What you are asked to do => Transcribe all of the material exactly. Any picture in it should be left out.

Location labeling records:
....................

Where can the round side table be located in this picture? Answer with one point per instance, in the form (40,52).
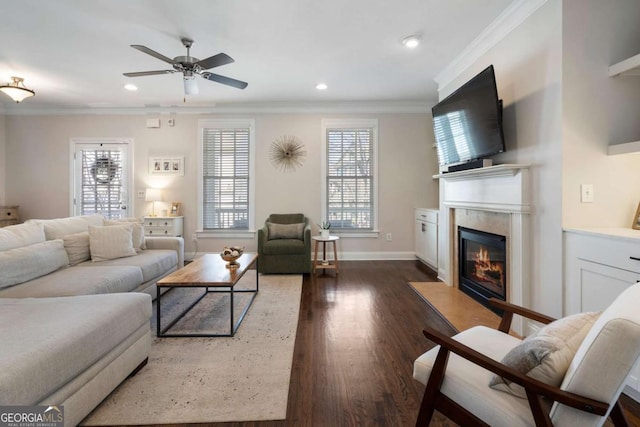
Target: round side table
(324,263)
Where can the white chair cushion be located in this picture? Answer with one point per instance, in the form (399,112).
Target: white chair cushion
(467,383)
(546,355)
(602,363)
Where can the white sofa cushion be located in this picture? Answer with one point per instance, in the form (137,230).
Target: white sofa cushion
(77,247)
(16,236)
(28,262)
(152,262)
(138,230)
(79,280)
(58,227)
(111,242)
(52,340)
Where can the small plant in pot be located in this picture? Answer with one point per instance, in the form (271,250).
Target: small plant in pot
(324,229)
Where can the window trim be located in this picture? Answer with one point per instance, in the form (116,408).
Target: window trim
(250,232)
(350,124)
(75,143)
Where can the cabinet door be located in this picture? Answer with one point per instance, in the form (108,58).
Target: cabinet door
(601,284)
(431,244)
(420,239)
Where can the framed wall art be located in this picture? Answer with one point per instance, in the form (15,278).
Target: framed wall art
(636,219)
(176,209)
(166,165)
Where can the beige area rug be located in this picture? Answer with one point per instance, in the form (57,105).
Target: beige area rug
(201,380)
(457,308)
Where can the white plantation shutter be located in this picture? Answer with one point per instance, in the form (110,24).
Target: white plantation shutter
(225,178)
(101,178)
(350,178)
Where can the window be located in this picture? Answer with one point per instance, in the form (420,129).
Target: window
(350,169)
(226,178)
(100,179)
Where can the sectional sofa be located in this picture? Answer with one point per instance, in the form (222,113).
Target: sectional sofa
(75,308)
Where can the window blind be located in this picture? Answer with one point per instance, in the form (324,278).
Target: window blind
(225,179)
(350,178)
(102,181)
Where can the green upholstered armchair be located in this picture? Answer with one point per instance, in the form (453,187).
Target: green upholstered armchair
(284,244)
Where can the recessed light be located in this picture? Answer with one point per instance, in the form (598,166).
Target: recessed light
(411,41)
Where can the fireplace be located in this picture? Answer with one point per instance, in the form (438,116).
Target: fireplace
(482,265)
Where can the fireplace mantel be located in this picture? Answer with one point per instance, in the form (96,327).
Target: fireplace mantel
(503,190)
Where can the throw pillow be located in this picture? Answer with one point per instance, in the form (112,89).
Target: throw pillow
(285,231)
(77,247)
(22,264)
(547,354)
(111,242)
(138,231)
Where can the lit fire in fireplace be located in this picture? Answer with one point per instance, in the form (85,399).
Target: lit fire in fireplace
(487,271)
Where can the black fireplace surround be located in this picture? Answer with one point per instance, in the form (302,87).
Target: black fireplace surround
(482,265)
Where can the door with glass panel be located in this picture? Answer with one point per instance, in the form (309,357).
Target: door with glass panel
(101,177)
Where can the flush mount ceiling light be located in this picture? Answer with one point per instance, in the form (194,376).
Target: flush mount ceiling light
(16,89)
(411,41)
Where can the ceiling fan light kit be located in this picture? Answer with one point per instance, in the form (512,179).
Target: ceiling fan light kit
(16,90)
(190,67)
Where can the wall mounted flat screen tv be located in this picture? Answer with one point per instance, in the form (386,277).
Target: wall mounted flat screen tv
(468,123)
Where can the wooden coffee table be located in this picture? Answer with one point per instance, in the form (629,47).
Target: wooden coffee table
(211,273)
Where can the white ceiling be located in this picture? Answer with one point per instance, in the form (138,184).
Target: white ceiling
(73,52)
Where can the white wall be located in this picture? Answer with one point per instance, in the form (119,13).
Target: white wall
(528,74)
(599,110)
(2,160)
(37,172)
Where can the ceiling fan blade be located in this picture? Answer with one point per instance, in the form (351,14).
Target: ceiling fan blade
(153,53)
(225,80)
(148,73)
(215,61)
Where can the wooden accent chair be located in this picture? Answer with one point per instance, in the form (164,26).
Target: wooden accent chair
(458,370)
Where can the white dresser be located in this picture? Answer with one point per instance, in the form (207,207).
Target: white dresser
(163,226)
(600,263)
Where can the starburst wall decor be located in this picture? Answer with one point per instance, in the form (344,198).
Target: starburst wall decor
(287,153)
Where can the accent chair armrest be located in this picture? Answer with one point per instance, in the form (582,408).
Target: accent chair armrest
(535,389)
(511,309)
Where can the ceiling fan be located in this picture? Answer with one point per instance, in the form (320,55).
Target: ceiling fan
(189,67)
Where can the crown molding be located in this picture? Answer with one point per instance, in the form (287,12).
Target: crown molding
(381,107)
(507,21)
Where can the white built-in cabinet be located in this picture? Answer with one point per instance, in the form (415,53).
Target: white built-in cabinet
(426,241)
(599,265)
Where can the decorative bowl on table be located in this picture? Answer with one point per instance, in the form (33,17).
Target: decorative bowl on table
(231,254)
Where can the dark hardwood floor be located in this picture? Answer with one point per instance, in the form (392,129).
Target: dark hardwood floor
(358,335)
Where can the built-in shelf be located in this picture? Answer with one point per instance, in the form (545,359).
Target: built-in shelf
(628,67)
(626,148)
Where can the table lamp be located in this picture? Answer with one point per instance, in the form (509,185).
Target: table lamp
(153,195)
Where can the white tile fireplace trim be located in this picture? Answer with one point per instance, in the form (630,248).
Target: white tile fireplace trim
(502,188)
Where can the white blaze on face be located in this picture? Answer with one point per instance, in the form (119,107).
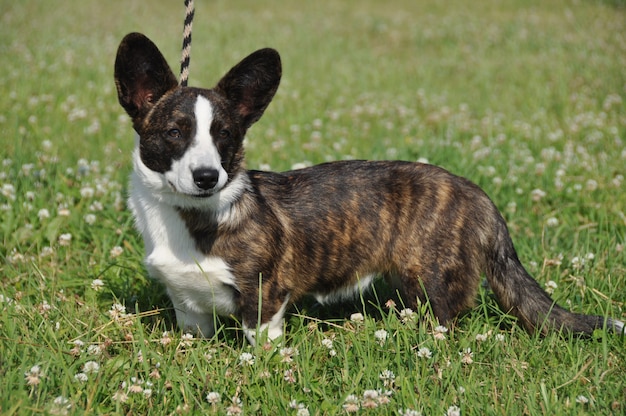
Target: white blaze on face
(201,154)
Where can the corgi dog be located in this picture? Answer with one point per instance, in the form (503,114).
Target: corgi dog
(229,241)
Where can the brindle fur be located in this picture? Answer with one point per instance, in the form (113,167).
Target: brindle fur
(319,230)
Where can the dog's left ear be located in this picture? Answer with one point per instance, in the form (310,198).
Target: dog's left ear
(142,75)
(251,84)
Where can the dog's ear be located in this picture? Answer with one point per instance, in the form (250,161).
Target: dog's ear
(142,75)
(251,84)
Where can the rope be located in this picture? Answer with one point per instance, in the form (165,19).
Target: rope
(186,53)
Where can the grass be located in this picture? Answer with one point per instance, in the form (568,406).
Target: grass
(526,98)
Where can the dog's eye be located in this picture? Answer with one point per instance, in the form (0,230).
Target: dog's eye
(174,133)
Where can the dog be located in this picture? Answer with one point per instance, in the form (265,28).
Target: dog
(229,241)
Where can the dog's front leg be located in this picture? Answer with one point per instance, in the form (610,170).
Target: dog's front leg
(200,324)
(270,329)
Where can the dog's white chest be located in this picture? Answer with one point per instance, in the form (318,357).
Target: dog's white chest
(195,281)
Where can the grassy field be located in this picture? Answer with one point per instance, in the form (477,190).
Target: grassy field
(525,98)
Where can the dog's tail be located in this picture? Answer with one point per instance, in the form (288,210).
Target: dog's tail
(520,295)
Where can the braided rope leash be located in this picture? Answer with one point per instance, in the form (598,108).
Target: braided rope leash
(186,53)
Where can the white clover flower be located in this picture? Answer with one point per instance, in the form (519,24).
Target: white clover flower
(357,318)
(578,263)
(8,190)
(582,399)
(481,337)
(453,411)
(328,343)
(552,222)
(551,286)
(94,349)
(213,397)
(97,284)
(81,377)
(87,192)
(46,251)
(246,359)
(302,410)
(91,367)
(424,352)
(43,214)
(466,356)
(439,333)
(387,377)
(409,412)
(381,336)
(65,239)
(407,315)
(165,338)
(116,252)
(537,195)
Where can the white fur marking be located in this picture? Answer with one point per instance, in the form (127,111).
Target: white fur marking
(346,292)
(201,154)
(199,285)
(274,326)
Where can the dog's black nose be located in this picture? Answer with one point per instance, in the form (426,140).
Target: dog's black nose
(205,178)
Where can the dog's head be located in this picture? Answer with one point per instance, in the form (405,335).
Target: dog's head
(190,139)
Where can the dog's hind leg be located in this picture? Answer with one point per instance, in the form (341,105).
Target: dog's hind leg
(201,324)
(447,291)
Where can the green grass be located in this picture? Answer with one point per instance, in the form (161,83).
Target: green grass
(518,96)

....................

Complete answer =>
Where can the round side table be located in this picture? Answer with one point per instance, in the form (40,52).
Target: round side table
(324,263)
Where can the white chair cushion be located in this picture? Answer with one point per instance, in the form (399,112).
Target: white chair cushion
(467,383)
(546,355)
(602,363)
Where can the white sofa cushion be located in this picture? Answer with one point per instance, in the form (137,230).
Target: white sofa cushion
(77,247)
(16,236)
(28,262)
(152,262)
(138,230)
(79,280)
(58,227)
(111,242)
(52,340)
Where can the small plant in pot be located in this picture? Answer with one point per instance, in the form (271,250).
Target: small plant in pot
(324,229)
Where can the window trim be located in this picture? Answer with one point per instance, in the form (116,408).
Target: window trim
(250,232)
(350,124)
(75,143)
Where can the cabinet door be located in this picture? Answer with one point per instance, in the form (108,58).
Target: cabinet door
(601,284)
(431,244)
(420,239)
Where can the framed wall art be located in this picture? Answer with one point per instance, in the form (15,278).
Target: framed wall art
(636,219)
(176,209)
(166,165)
Where can the beige area rug be located in this picture? Answer with one point per instance, in the form (57,105).
Target: beige area rug
(201,380)
(457,308)
Where can the white plantation shutter be located in this picture? Answer with one point per instance, in the form (110,24).
Target: white plantation shutter
(225,178)
(101,178)
(350,178)
Where can the window be located in this picture? Answer with one point per instance, in the form (420,129).
Target: window
(350,169)
(226,178)
(100,179)
Where can the sectional sofa be located in this picture? Answer with one point per instance, in the form (222,113).
Target: sectional sofa
(75,308)
Where can the window blind be located in this picture? Answer with one point per instance, in the form (324,278).
Target: window blind
(225,179)
(350,178)
(102,181)
Where can the green upholstered armchair be located in this picture? Answer with one point per instance, in the form (453,187).
Target: green upholstered armchair
(284,244)
Where can the recessed light be located in this picture? Answer with one point per instance, in the form (598,166).
Target: recessed light
(411,41)
Where can the fireplace be located in this picture? Answer with one point per instance, in the form (438,116).
Target: fireplace
(482,265)
Where can the fireplace mantel be located in this picture? Answer with one point per instance, in the form (96,327).
Target: fireplace mantel
(503,190)
Where can the throw pillow be located in this picture? Answer with one point per instance, in the form (112,89).
Target: throw pillow
(285,231)
(77,247)
(22,264)
(547,354)
(111,242)
(138,231)
Where can the lit fire in fireplace be located in this picture? Answer with one point per instance, in the form (85,399).
Target: lit fire in fireplace
(487,271)
Where can the black fireplace surround be located in this picture? Answer with one point per instance, in the form (302,87).
Target: black fireplace surround
(482,265)
Where can the door with glass panel be located in this picture? Answer with one point per instance, in the form (309,357).
Target: door with glass panel
(101,177)
Where can the flush mount ceiling light be located in this picture? Answer with one point per instance, in the form (194,376).
Target: flush mount ceiling light
(16,89)
(411,41)
Where can the ceiling fan light kit be located in this picture? Answer with one point per instance, in the form (512,179).
Target: ceiling fan light kit
(16,90)
(190,67)
Where can the wall mounted flat screen tv be located in this picture? Answer with one point per instance, in the form (386,277).
Target: wall mounted flat screen tv
(468,123)
Where can the wooden coffee table be located in this picture? Answer with one point per instance, in the form (629,47).
Target: wooden coffee table
(211,273)
Where can the white ceiling be located in this picture? Answer with one point per instance, in the form (138,184).
Target: white ceiling
(73,52)
Where can the white wall be located in this picture? Answer with one point per instance, in the form (119,13).
Target: white wall
(528,74)
(599,110)
(2,160)
(37,172)
Where can the ceiling fan blade be located in this picture? Answer with one point per instance, in the form (351,14).
Target: ceiling fan blade
(153,53)
(225,80)
(148,73)
(215,61)
Where can the wooden accent chair be located in this picture? Answer with one point per instance, in the form (164,26).
Target: wooden accent chair
(458,370)
Where can the white dresser be located in this picture? Answer with one point per instance, in the form (207,207).
Target: white dresser
(163,226)
(600,263)
Where can the starburst wall decor be located in this picture? Answer with one point per instance, in the form (344,198).
Target: starburst wall decor
(287,153)
Where can the accent chair armrest be located in this picture? Answer with one point per instance, in the form (582,408).
Target: accent chair armrest
(535,389)
(511,309)
Where can the ceiling fan be located in this picture? Answer with one point per instance, in the form (320,55).
Target: ceiling fan
(189,67)
Where can the crown molding be located in this picture? Answer with one point per instance, in the form (287,12).
Target: crown molding
(381,107)
(507,21)
Where can the white built-in cabinet be located in this picture? Answer with one point per instance, in the form (415,53).
Target: white built-in cabinet
(426,241)
(599,265)
Where can the decorative bowl on table be located in this picture? Answer with one point per instance, in the form (33,17).
Target: decorative bowl on table
(231,254)
Where can the dark hardwood floor be located in this picture? Answer with one point per instance, in the form (392,129).
Target: dark hardwood floor
(358,335)
Where can the built-in shelf be located in this picture? Answer with one point per instance, in the form (545,359).
Target: built-in shelf
(628,67)
(626,148)
Where can the table lamp be located in this picture? Answer with one point per instance, in the form (509,185).
Target: table lamp
(153,195)
Where can the white tile fireplace trim be located in this picture? Answer with one point per instance, in the form (630,248).
Target: white tile fireplace trim
(502,188)
Where can the white blaze on face be located in this picture? Answer with one point per instance, in the form (119,107).
Target: white blaze on face
(201,154)
Where can the corgi dog be located in this picture? Answer with one point per instance, in the form (503,114).
Target: corgi dog
(229,241)
Where can the brindle fur be located in this picture? Answer with one point per instance, in the form (113,167).
Target: brindle fur
(319,230)
Where can the dog's left ear be located in this picture? Answer with one point per instance, in the form (310,198).
Target: dog's left ear
(142,75)
(251,84)
Where can the dog's ear be located in this picture? Answer with one point per instance, in the form (250,161).
Target: dog's ear
(142,75)
(251,84)
Where can the rope be located in this picture? Answer with one point per instance, in the form (165,19).
Target: rope
(186,53)
Where can the grass be located in this picture? Answer with one point per instance, in the form (568,406).
Target: grass
(526,98)
Where can the dog's eye be located in this picture? Answer with one point per instance, in the form (0,230).
Target: dog's eye
(174,133)
Where can the dog be located in this picture? Answer with one point per instance, in the form (265,28).
Target: dog
(229,241)
Where can the dog's front leg be located in this picture? Answer with one point per instance, in the form (610,170).
Target: dog's front leg
(200,324)
(270,329)
Where can the dog's white chest be located in this picture? Answer with one point per instance, in the form (318,357).
Target: dog's white chest
(195,281)
Where can the grassy field be located in this picture? Answer with one point per instance, in the form (477,190).
Target: grassy field
(525,98)
Where can the dog's tail be located in this picture? Answer with one point per instance, in the form (288,210).
Target: dog's tail
(520,295)
Where can the braided rope leash be located in this picture? Answer with one point per instance, in the form (598,108).
Target: braided rope leash
(186,53)
Where can the white clover flower be located in this picture? Answer with one point per instance, in the form (519,24).
Target: white clover flower
(357,318)
(578,263)
(8,190)
(582,399)
(481,337)
(453,411)
(328,343)
(552,222)
(551,286)
(94,349)
(213,397)
(97,284)
(81,377)
(87,192)
(46,251)
(246,359)
(302,410)
(91,367)
(424,352)
(43,214)
(466,356)
(439,333)
(387,377)
(409,412)
(381,336)
(65,239)
(407,315)
(165,338)
(116,252)
(537,195)
Where can the white fur marking be located in this picture? Answer with one point per instance, in the form (127,111).
Target: white fur marking
(346,292)
(201,154)
(199,285)
(274,326)
Where can the dog's black nose be located in this picture? Answer with one point per instance, in the form (426,140).
Target: dog's black nose
(205,178)
Where can the dog's head be located in this picture? Answer with one point per instance, in the form (405,335).
Target: dog's head
(190,139)
Where can the dog's hind leg be located in this picture? Answer with one point per instance, in the form (341,105).
Target: dog's hind leg
(201,324)
(447,291)
Where can the green grass be located in this picture? Answer with one point per instance, in the form (161,83).
Target: green grass
(518,96)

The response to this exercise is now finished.